BEGIN THE DATA
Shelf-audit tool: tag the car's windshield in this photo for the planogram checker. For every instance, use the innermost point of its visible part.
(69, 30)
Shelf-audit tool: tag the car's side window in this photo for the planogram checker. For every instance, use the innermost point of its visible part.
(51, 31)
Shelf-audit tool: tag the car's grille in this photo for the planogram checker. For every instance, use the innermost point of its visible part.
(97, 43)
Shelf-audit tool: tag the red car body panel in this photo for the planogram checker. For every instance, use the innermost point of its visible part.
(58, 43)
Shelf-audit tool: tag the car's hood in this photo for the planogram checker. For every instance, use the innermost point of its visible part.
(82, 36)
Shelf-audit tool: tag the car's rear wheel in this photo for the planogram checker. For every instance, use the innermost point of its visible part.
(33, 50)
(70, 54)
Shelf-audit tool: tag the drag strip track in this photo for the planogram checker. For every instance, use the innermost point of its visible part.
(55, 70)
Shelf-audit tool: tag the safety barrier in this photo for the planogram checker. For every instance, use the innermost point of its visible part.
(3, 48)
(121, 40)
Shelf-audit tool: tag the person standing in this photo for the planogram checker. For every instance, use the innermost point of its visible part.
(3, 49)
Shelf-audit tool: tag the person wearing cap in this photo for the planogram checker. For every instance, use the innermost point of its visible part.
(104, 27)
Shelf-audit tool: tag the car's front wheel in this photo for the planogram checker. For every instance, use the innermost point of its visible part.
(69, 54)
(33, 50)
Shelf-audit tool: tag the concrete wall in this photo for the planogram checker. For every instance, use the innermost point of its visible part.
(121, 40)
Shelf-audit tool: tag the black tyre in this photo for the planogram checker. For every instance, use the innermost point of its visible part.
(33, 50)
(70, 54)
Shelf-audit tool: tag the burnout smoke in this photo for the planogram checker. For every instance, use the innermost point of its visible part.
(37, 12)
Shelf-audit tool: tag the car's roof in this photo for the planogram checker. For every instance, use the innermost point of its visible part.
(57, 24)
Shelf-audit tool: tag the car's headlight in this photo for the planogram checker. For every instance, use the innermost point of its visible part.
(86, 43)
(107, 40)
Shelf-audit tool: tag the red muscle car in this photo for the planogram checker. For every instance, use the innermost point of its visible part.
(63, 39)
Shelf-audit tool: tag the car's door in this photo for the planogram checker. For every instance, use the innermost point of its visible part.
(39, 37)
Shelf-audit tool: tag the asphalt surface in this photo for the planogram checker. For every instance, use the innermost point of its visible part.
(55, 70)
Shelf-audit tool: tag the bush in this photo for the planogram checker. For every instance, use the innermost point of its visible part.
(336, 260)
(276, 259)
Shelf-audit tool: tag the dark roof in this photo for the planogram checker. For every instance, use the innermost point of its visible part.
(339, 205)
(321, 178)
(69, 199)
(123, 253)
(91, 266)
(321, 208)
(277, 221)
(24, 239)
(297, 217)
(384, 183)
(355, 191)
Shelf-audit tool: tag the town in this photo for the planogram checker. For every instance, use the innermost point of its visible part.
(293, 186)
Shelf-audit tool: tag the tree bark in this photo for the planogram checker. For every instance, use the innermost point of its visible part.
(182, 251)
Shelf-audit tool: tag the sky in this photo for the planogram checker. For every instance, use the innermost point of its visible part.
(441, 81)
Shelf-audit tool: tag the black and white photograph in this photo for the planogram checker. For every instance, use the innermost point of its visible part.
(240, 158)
END THE DATA
Copy the rows from the line containing "Shelf-audit tool: tag the tree" through the end of the rows, keeping every request line, and scale each coordinate in the answers by 2.5. Round the results to whole numbers, rounding halves up.

Shelf-audit tool: tag the tree bark in this photo for the planogram checker. For every instance, use the innermost point of its visible part.
(455, 628)
Shelf-audit tool: tag the sky in this photo for the planogram checker. For every instance, use the innermost point of its visible part.
(1103, 203)
Shelf-audit tool: tag the black and white photograph in this photo for the planogram checker. For every instance, use the innermost point of its visible part.
(600, 395)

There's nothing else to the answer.